> **Written exercise**
Quote all of the entries word for word.

> **Records for processing**
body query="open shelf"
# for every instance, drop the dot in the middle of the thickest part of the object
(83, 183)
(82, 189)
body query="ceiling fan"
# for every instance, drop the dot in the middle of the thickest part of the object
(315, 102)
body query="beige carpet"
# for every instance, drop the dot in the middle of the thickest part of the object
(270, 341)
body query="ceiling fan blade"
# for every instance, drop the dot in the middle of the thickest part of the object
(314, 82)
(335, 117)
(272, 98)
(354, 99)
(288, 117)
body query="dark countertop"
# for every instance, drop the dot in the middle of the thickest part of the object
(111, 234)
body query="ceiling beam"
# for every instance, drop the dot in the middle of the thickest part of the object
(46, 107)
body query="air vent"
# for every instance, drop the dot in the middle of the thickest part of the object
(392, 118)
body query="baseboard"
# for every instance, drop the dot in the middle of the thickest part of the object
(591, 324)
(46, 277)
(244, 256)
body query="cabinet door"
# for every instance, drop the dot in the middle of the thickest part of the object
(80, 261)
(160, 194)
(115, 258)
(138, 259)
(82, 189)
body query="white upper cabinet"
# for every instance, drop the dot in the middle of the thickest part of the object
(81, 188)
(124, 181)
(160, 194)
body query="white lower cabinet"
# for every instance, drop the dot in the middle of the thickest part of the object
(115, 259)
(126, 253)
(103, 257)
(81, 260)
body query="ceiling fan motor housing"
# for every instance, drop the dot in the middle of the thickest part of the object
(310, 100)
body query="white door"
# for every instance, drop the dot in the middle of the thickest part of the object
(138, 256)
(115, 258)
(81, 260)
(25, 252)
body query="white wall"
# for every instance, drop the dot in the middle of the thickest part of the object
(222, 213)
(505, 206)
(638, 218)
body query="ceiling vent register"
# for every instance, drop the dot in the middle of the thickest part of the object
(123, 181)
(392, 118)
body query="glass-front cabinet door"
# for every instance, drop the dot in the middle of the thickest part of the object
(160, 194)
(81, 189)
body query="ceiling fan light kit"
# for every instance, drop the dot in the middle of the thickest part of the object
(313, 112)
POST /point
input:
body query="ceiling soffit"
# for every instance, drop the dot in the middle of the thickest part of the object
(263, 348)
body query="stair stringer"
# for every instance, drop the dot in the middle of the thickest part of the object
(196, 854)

> **Final result**
body query="open shelf"
# for every instance, drop the dot in the middle of the thickest part of the object
(83, 183)
(82, 189)
body query="ceiling fan"
# for every instance, drop the dot in the middle of the thickest part of the object
(315, 102)
body query="beige carpet"
# for every instance, drop the dot in the middle of the thickest part of the object
(270, 341)
body query="ceiling fan blade"
# for every instance, drop the dot in the middle of the thickest part of the object
(314, 82)
(335, 117)
(272, 98)
(354, 99)
(288, 117)
body query="dark countertop"
# for every instance, drop the dot in the middle of the thickest part of the object
(111, 234)
body query="ceiling beam"
# for every instance, drop the dot in the middle of the thickest part of the object
(46, 107)
body query="air vent"
# for every instance, drop the dot in the middle of the thickest part of the object
(392, 118)
body query="baseboard"
# for every instance, drop the dot in the middle of the thickest part of the object
(591, 324)
(46, 277)
(244, 256)
body query="cabinet door"
# for every instance, drop the dot in the middle of the thickest part of the object
(80, 261)
(160, 194)
(115, 258)
(138, 259)
(82, 189)
body query="white upper cabinet"
# for every instance, drop the dot in the middle of the thickest part of the object
(81, 188)
(124, 181)
(160, 194)
body query="white lower cabinet"
# for every instance, drop the dot in the middle of the thickest part of the object
(115, 259)
(126, 253)
(103, 257)
(81, 260)
body query="ceiling fan motor housing"
# for every instance, drop the dot in the middle of the thickest part of the object
(310, 100)
body query="white door"
# for every instance, drop the dot in the middle of the thickest part of the object
(138, 256)
(115, 258)
(81, 260)
(25, 252)
body query="white wall"
# for every instance, drop the dot in the middle of the thickest part of the object
(222, 213)
(505, 206)
(638, 218)
body query="ceiling vent register"
# for every instance, drop the dot in the middle of the thickest part of the object
(123, 181)
(392, 118)
body query="glass-front cabinet door"
# for every instance, drop the dot in the middle of the thickest part of the object
(160, 194)
(81, 189)
body query="ceiling fan light kit"
# for every instance, drop the dot in the middle of the thickest part of the object
(313, 112)
POST /point
input:
body query="ceiling soffit"
# for every instance, drop the dot in the middle of the thickest part of the object
(263, 348)
body query="stair stringer"
# for every instance, drop the dot in the middle of the thickest part of the object
(196, 854)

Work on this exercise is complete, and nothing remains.